**Data provided**.
━━━━━━━━━━━━━━━━━━━━
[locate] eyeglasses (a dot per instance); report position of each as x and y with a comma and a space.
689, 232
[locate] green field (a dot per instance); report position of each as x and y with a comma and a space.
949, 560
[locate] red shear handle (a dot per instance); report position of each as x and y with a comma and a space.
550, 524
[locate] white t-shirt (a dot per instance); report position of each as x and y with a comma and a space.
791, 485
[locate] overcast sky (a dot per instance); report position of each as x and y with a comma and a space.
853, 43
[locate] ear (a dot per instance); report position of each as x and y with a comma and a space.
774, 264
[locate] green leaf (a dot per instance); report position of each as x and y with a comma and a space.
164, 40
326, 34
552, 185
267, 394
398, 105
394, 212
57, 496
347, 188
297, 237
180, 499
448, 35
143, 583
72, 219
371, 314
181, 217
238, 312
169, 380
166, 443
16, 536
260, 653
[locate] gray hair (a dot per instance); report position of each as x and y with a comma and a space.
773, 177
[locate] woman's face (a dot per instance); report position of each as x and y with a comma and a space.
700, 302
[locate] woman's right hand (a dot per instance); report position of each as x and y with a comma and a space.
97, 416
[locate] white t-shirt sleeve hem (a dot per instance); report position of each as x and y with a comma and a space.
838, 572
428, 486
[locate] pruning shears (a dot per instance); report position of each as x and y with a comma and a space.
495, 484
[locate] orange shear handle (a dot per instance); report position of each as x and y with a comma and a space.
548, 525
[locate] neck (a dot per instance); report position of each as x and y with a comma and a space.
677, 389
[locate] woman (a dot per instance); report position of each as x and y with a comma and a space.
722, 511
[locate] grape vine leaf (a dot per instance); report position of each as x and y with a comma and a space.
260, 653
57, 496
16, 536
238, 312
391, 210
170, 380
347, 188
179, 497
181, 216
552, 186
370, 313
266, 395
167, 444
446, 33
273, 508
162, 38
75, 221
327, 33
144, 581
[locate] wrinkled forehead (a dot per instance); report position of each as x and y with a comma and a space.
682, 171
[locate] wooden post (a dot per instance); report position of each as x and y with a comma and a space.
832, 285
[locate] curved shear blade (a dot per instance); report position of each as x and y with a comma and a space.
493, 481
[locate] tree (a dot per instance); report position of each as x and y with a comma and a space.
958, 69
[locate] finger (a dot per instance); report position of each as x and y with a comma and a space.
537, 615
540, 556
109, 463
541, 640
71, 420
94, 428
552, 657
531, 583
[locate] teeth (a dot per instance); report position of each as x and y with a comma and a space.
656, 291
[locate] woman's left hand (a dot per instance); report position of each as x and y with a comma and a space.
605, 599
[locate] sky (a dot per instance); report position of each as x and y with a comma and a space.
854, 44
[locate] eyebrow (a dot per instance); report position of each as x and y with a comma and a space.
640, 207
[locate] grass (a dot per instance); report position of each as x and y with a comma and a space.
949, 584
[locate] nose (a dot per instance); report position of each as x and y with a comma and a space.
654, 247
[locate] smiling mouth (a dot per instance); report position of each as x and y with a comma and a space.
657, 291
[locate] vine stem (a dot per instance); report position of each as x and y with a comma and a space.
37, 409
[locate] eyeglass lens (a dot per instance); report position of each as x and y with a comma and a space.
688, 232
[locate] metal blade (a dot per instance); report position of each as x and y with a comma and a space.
━━━━━━━━━━━━━━━━━━━━
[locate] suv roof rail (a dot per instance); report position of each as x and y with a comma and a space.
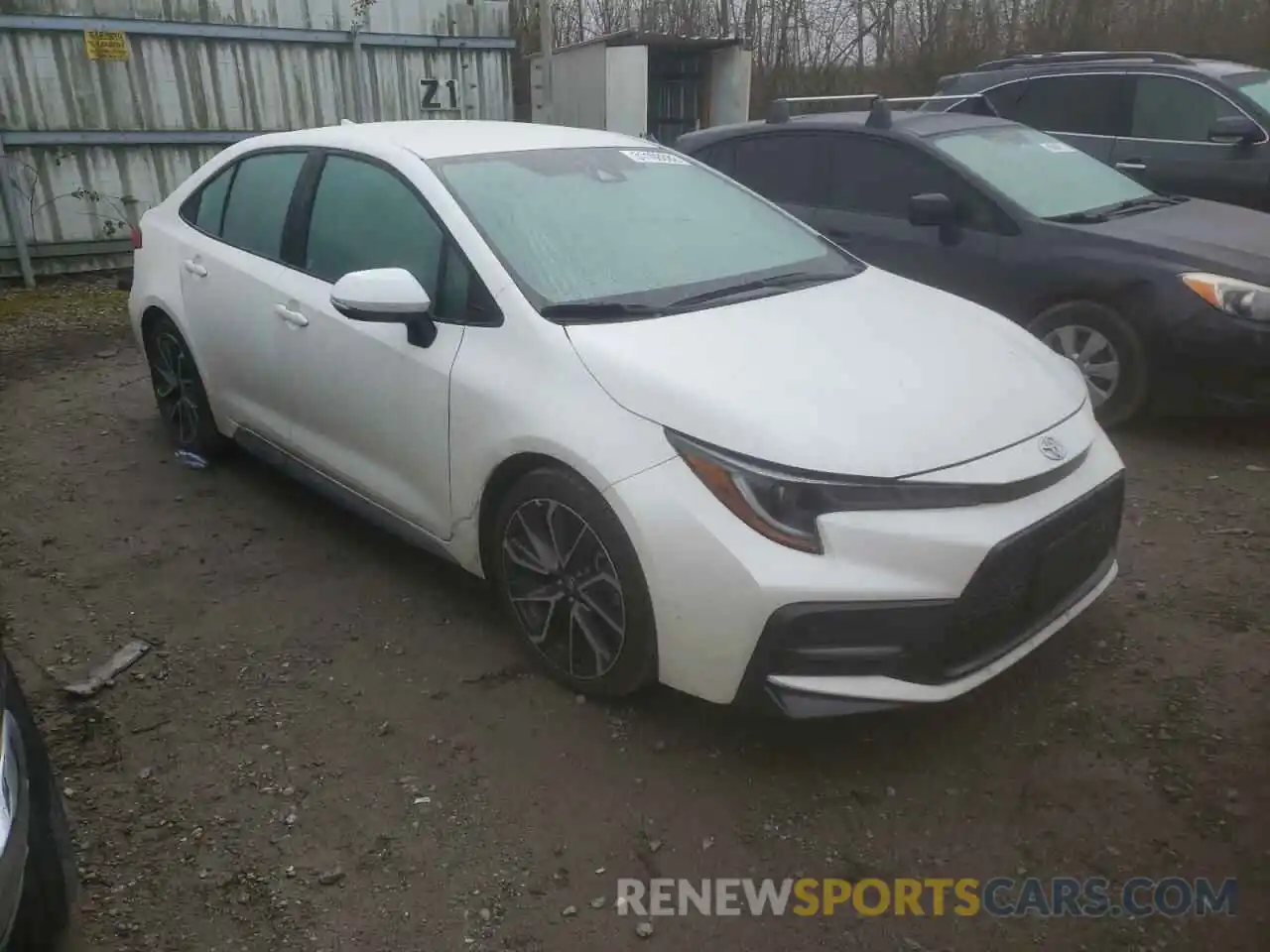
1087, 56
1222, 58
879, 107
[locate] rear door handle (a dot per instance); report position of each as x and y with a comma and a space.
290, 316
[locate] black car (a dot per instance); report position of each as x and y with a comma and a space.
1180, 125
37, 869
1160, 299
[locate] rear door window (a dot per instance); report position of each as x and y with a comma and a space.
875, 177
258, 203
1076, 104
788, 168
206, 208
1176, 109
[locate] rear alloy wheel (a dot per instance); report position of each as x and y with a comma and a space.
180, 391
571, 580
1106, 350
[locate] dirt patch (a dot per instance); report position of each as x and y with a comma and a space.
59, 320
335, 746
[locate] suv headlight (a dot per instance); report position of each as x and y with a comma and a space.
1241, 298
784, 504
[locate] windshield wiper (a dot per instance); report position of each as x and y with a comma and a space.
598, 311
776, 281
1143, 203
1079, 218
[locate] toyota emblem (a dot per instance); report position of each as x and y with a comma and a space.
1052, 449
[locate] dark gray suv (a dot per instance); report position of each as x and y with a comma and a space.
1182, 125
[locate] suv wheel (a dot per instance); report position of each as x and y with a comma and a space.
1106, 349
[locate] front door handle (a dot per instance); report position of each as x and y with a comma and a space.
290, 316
━━━━━━━━━━━━━━━━━━━━
Gather every line of the records that contains the string "gray" and list those lines in the order they appear.

**Solved exercise**.
[locate] gray hair (a dot per instance); report position of each as x and y with a comma and a space.
[locate] dark gray suv (a dot per instance); report position of each as x and y with a comma and a space.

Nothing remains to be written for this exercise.